▶ What the exercise asks
Edit the article on the Ultimate Questions booklet, starting at "For some time, John" and ending at "long to read.", so that "short leaflets" appears in place of "small tracts".

▶ Selected text
══════════
Questions by the million – the remarkable story of Ultimate questions!

ET staff writer
ET staff writer
01 January, 2010 4 min read

Questions by the million –  the remarkable story of Ultimate questions!

When he attended the 1987 Carey Ministers’ Conference held at Liverpool University, John Blanchard had with him the manuscript of a proposed evangelistic booklet, provisionally titled The Ultimate Questions.

Anxious to get feedback from a trusted friend, he asked Rev. Geoff Thomas from Aberystwyth to read it and suggest any changes that might be needed. Next morning, Geoff handed it back with the words, ‘One change: drop “The” from the title’.

John Blanchard made the change and handed the manuscript to John Rubens of Evangelical Press (now EP Books) for the publisher’s consideration. (He also teases Geoff Thomas that the change of title accounts for the booklet’s subsequent track record!)

Need

For some time, John Blanchard had been concerned about the lack of good quality, evangelistic material bridging the gap between small tracts and books of one hundred pages and more that Christians would hesitate to use in quantity and many non-Christians would find too long to read.

In giving his manuscript to the publishers he outlined his vision – to produce a booklet of not more than thirty-two pages in A5 format, printed on good quality paper, illustrated with over twenty high resolution colour pictures – and available cheaply.
══════════
▶ Rows

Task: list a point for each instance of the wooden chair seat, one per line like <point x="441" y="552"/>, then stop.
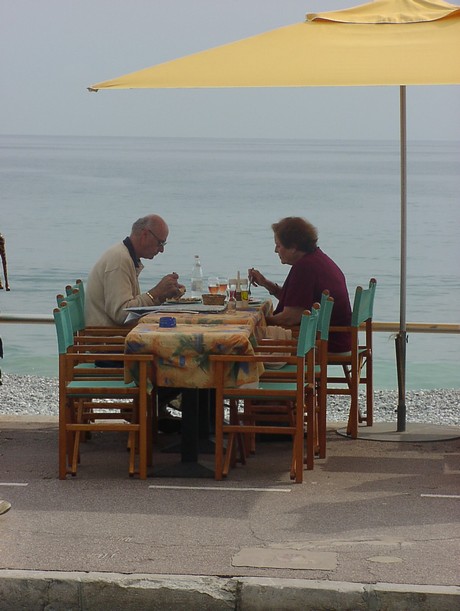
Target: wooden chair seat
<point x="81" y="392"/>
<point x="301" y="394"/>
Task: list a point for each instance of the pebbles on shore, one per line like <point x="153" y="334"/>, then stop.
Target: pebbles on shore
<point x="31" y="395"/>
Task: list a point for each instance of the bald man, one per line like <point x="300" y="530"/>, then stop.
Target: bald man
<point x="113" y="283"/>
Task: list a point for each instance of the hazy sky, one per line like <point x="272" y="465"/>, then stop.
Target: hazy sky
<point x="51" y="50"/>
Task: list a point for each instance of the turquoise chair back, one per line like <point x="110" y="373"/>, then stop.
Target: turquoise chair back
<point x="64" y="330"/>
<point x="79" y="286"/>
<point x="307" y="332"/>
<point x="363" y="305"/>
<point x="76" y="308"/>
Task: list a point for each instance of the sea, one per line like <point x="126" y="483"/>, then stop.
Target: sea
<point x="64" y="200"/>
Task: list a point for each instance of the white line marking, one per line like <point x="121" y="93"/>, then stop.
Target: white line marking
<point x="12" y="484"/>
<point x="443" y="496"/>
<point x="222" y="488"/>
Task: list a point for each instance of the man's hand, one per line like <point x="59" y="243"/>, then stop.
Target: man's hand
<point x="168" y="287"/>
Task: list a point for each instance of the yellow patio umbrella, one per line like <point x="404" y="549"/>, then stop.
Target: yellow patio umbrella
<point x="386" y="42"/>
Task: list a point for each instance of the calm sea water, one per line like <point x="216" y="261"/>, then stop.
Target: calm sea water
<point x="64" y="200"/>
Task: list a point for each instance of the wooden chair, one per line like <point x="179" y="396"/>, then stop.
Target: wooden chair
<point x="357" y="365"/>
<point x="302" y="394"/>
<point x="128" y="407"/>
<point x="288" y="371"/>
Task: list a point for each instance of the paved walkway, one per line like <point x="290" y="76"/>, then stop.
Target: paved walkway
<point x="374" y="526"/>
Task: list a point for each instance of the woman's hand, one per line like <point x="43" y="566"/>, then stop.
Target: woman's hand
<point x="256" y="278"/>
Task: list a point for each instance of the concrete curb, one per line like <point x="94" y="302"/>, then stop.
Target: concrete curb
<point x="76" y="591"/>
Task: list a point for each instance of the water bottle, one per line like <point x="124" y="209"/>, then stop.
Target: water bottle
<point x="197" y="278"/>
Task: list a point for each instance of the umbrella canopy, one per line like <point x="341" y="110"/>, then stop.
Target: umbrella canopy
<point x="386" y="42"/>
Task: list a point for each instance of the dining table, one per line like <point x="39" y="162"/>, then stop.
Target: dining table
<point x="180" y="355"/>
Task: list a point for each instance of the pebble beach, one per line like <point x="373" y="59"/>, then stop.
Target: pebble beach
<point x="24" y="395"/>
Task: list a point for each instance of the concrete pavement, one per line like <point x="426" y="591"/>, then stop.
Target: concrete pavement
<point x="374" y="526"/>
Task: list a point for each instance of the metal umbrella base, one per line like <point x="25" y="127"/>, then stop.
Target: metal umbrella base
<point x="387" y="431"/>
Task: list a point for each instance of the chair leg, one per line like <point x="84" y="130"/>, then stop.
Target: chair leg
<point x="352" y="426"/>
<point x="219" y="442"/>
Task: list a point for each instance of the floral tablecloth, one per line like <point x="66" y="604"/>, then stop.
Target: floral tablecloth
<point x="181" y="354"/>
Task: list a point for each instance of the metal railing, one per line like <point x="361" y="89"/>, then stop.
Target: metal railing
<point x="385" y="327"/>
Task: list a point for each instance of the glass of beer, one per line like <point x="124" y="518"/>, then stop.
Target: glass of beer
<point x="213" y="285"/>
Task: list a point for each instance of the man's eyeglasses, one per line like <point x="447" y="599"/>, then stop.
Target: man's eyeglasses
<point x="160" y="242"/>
══════════
▶ Response below
For some time, John Blanchard had been concerned about the lack of good quality, evangelistic material bridging the gap between short leaflets and books of one hundred pages and more that Christians would hesitate to use in quantity and many non-Christians would find too long to read.